=== Document extract ===
Get ready for me to punch you in the face.
No one else will want to do this. This is grunt work.
FACE PUNCH 👊 → What feels boring or menial to you, may be interesting and educational to someone else. They may be excited to improve on the process or it may align with their skills or personality. Don’t assume you know what others want.
No one can do it as well as I can. They are going to make mistakes.
FACE PUNCH 👊 → You make mistakes too. You just forgive yourself a lot quicker than you forgive others for the same mistakes. (Speaking from experience here…)
It’s reasonable to expect a learning curve. THAT’S WHY THERE IS A TRUNK DECISION. Start by having the delegatee (d-alligator? 🐊) run it by you, when they get pretty good, turn that decision into a branch. Don’t go from root to leaf!
No task is too small for me. I roll up my sleeves with the team.
FACE PUNCH 👊 → I see executives who are bogged down doing admin tasks to “prove” they still can or to take the burden off their team.
While well intentioned, there is a significant downside.
They are burned out, not doing the high value tasks only a CEO can do, depriving their team of growth opportunities, or all of the above!

=== Raw data ===
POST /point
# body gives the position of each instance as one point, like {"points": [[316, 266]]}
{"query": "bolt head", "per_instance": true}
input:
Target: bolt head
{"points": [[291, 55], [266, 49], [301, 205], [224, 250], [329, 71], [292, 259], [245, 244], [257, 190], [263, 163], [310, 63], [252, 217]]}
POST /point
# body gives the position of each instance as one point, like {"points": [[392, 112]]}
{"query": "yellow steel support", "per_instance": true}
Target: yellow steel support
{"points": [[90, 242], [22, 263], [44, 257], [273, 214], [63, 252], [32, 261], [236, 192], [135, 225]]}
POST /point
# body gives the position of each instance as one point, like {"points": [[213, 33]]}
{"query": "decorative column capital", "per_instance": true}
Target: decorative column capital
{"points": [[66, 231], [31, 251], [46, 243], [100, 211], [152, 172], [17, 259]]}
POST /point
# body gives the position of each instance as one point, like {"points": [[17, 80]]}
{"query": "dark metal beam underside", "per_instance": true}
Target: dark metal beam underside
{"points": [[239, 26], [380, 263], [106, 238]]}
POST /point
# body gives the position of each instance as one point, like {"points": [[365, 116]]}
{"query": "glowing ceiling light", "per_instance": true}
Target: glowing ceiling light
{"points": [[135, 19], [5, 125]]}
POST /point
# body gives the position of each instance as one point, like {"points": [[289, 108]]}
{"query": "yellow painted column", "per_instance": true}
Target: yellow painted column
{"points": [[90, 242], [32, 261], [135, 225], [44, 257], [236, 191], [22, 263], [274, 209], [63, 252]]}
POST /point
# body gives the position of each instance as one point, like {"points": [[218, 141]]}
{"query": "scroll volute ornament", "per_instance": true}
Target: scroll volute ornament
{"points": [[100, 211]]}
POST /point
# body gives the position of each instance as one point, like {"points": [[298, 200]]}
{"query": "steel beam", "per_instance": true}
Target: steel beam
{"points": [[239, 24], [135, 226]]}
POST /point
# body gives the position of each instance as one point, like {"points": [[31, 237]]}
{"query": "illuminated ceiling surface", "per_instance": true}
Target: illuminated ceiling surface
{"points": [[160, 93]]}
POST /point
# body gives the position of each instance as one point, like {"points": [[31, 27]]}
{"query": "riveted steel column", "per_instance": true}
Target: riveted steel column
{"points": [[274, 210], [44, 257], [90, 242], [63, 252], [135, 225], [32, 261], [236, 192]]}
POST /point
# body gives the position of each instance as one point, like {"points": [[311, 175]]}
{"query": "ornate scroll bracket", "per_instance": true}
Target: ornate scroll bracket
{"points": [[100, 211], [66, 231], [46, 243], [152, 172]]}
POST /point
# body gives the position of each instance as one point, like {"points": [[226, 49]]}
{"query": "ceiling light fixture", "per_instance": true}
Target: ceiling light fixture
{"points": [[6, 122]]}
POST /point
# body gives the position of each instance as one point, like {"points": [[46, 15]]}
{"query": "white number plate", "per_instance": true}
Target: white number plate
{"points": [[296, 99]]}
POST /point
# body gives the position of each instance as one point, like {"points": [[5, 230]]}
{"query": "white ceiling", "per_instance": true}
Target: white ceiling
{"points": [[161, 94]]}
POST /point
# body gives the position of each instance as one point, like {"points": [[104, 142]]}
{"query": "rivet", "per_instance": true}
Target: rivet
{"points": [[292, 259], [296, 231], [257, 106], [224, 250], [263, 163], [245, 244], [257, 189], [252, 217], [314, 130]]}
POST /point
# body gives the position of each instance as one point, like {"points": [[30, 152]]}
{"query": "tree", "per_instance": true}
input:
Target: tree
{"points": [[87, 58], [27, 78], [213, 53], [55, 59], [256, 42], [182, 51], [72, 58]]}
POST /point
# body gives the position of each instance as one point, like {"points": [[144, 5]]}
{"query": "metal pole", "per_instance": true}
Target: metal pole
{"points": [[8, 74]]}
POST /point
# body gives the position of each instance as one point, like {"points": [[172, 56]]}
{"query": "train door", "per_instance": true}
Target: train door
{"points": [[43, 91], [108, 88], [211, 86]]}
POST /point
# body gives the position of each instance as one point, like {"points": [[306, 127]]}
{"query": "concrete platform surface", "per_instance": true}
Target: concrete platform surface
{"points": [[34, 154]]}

=== Exercise instructions ===
Write out the text on delegation again from "Get ready for" to "from experience here…)", replacing "mistakes" with "errors".

=== Solution to this task ===
Get ready for me to punch you in the face.
No one else will want to do this. This is grunt work.
FACE PUNCH 👊 → What feels boring or menial to you, may be interesting and educational to someone else. They may be excited to improve on the process or it may align with their skills or personality. Don’t assume you know what others want.
No one can do it as well as I can. They are going to make errors.
FACE PUNCH 👊 → You make errors too. You just forgive yourself a lot quicker than you forgive others for the same errors. (Speaking from experience here…)